CONSIGNE -
Présentez sous forme de tableau Markdown la partie des enregistrements qui va du début jusqu'à la ligne contenant « point(796, 187) », cette dernière incluse. Utilisez une colonne « Numéro » pour le rang et une colonne « Ligne d'enregistrement » pour la ligne, en omettant les lignes vides et les images.
== DONNÉES PRÉSENTÉES
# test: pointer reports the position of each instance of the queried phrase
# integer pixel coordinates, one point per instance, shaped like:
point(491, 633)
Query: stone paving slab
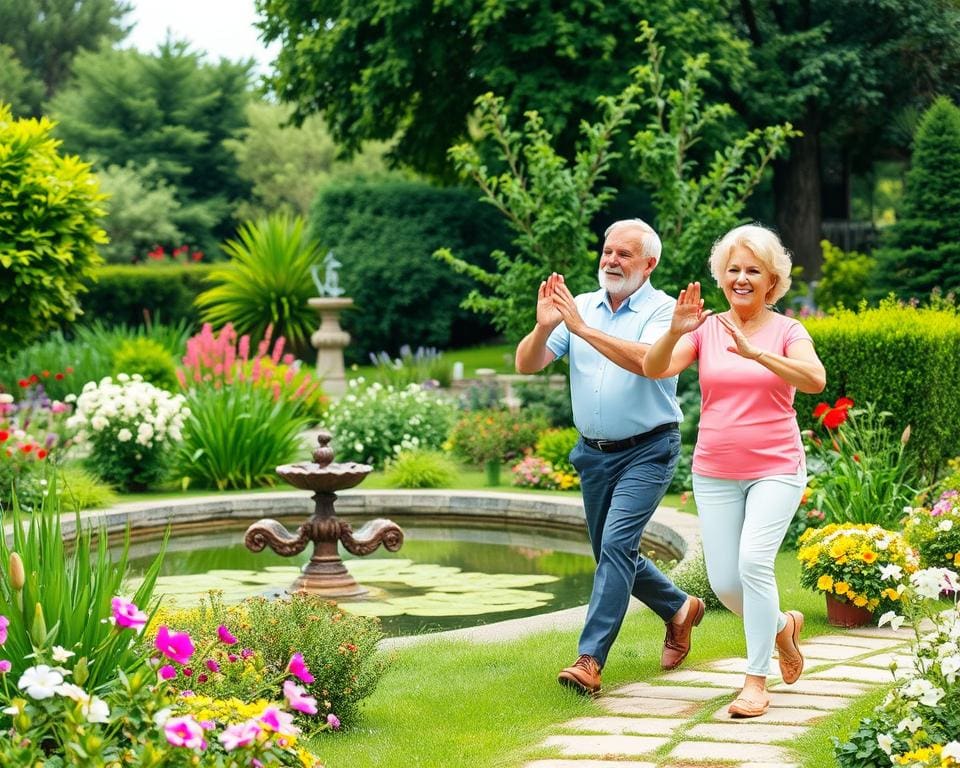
point(642, 726)
point(712, 750)
point(753, 733)
point(781, 715)
point(643, 706)
point(681, 692)
point(823, 687)
point(604, 746)
point(863, 674)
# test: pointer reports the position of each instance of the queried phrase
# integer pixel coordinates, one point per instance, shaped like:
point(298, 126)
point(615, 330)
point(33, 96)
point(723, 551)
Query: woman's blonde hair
point(762, 243)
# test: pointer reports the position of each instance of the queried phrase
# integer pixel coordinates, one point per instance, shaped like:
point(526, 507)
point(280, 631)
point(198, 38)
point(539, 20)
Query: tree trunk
point(796, 187)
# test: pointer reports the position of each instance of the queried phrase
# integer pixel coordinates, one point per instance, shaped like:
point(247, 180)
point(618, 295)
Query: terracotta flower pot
point(840, 613)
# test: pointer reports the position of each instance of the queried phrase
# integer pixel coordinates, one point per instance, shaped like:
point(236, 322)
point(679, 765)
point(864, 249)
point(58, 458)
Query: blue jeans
point(621, 491)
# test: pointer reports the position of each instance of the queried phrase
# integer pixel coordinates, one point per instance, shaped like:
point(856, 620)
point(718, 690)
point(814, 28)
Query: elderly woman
point(748, 464)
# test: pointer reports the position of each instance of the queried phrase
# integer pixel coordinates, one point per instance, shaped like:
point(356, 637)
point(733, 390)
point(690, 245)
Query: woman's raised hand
point(689, 314)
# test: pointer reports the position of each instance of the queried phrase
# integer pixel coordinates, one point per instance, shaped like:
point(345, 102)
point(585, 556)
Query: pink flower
point(278, 721)
point(299, 668)
point(176, 646)
point(184, 732)
point(239, 735)
point(126, 614)
point(297, 698)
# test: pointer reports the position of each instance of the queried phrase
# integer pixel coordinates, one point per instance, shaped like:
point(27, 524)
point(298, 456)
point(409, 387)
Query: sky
point(221, 28)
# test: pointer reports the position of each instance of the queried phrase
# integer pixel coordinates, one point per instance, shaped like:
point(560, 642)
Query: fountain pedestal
point(325, 574)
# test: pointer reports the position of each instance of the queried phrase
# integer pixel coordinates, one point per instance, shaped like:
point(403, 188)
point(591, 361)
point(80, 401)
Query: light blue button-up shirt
point(609, 402)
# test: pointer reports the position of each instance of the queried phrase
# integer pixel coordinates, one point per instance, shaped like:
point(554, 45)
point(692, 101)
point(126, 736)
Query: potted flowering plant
point(857, 567)
point(935, 531)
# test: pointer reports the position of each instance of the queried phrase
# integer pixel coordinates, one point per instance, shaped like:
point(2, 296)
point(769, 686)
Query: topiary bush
point(49, 207)
point(384, 235)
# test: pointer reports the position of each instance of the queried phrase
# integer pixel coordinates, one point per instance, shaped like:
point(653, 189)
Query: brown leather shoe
point(583, 676)
point(676, 645)
point(788, 648)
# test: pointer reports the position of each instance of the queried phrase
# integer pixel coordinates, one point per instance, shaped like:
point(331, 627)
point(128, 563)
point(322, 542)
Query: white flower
point(61, 654)
point(40, 682)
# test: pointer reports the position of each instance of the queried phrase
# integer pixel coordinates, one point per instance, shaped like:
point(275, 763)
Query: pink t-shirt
point(748, 427)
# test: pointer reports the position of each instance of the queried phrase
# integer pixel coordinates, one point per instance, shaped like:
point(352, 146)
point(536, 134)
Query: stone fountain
point(325, 574)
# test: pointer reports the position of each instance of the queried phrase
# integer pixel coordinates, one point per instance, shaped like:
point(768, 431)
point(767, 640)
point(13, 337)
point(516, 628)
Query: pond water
point(447, 575)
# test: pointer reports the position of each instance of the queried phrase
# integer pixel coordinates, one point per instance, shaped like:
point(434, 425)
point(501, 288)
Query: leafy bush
point(148, 358)
point(903, 359)
point(495, 435)
point(236, 436)
point(371, 424)
point(339, 649)
point(390, 230)
point(48, 234)
point(131, 427)
point(421, 469)
point(267, 282)
point(128, 294)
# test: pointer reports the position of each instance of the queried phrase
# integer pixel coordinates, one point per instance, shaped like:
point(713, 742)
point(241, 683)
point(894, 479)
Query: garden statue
point(330, 338)
point(325, 574)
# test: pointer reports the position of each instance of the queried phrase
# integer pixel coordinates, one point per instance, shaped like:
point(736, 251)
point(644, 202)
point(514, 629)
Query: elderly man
point(629, 441)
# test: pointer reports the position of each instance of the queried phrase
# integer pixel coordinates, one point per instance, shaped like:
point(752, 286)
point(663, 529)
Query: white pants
point(743, 523)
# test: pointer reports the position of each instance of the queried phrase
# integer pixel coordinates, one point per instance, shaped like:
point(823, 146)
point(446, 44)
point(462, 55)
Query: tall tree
point(170, 109)
point(46, 35)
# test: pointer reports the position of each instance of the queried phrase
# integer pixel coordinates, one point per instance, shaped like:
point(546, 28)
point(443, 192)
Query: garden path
point(680, 718)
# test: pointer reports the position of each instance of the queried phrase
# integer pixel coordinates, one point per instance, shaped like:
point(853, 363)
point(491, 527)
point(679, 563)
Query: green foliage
point(67, 589)
point(547, 201)
point(126, 107)
point(555, 445)
point(371, 424)
point(285, 165)
point(142, 212)
point(237, 435)
point(48, 230)
point(339, 649)
point(128, 294)
point(266, 283)
point(148, 358)
point(903, 359)
point(421, 469)
point(696, 202)
point(389, 230)
point(844, 278)
point(494, 435)
point(922, 249)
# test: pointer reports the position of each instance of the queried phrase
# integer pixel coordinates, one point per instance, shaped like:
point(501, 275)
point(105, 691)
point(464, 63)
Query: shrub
point(148, 358)
point(374, 423)
point(857, 564)
point(339, 649)
point(128, 294)
point(906, 361)
point(495, 435)
point(267, 282)
point(131, 427)
point(390, 230)
point(48, 233)
point(236, 436)
point(421, 469)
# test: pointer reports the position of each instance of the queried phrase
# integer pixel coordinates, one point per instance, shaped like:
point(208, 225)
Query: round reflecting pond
point(448, 574)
====
RÉPONSE -
| Numéro | Ligne d'enregistrement |
|---|---|
| 1 | # test: pointer reports the position of each instance of the queried phrase |
| 2 | # integer pixel coordinates, one point per instance, shaped like: |
| 3 | point(491, 633) |
| 4 | Query: stone paving slab |
| 5 | point(642, 726) |
| 6 | point(712, 750) |
| 7 | point(753, 733) |
| 8 | point(781, 715) |
| 9 | point(643, 706) |
| 10 | point(681, 692) |
| 11 | point(823, 687) |
| 12 | point(604, 746) |
| 13 | point(863, 674) |
| 14 | # test: pointer reports the position of each instance of the queried phrase |
| 15 | # integer pixel coordinates, one point per instance, shaped like: |
| 16 | point(298, 126) |
| 17 | point(615, 330) |
| 18 | point(33, 96) |
| 19 | point(723, 551) |
| 20 | Query: woman's blonde hair |
| 21 | point(762, 243) |
| 22 | # test: pointer reports the position of each instance of the queried phrase |
| 23 | # integer pixel coordinates, one point per instance, shaped like: |
| 24 | point(526, 507) |
| 25 | point(280, 631) |
| 26 | point(198, 38) |
| 27 | point(539, 20) |
| 28 | Query: tree trunk |
| 29 | point(796, 187) |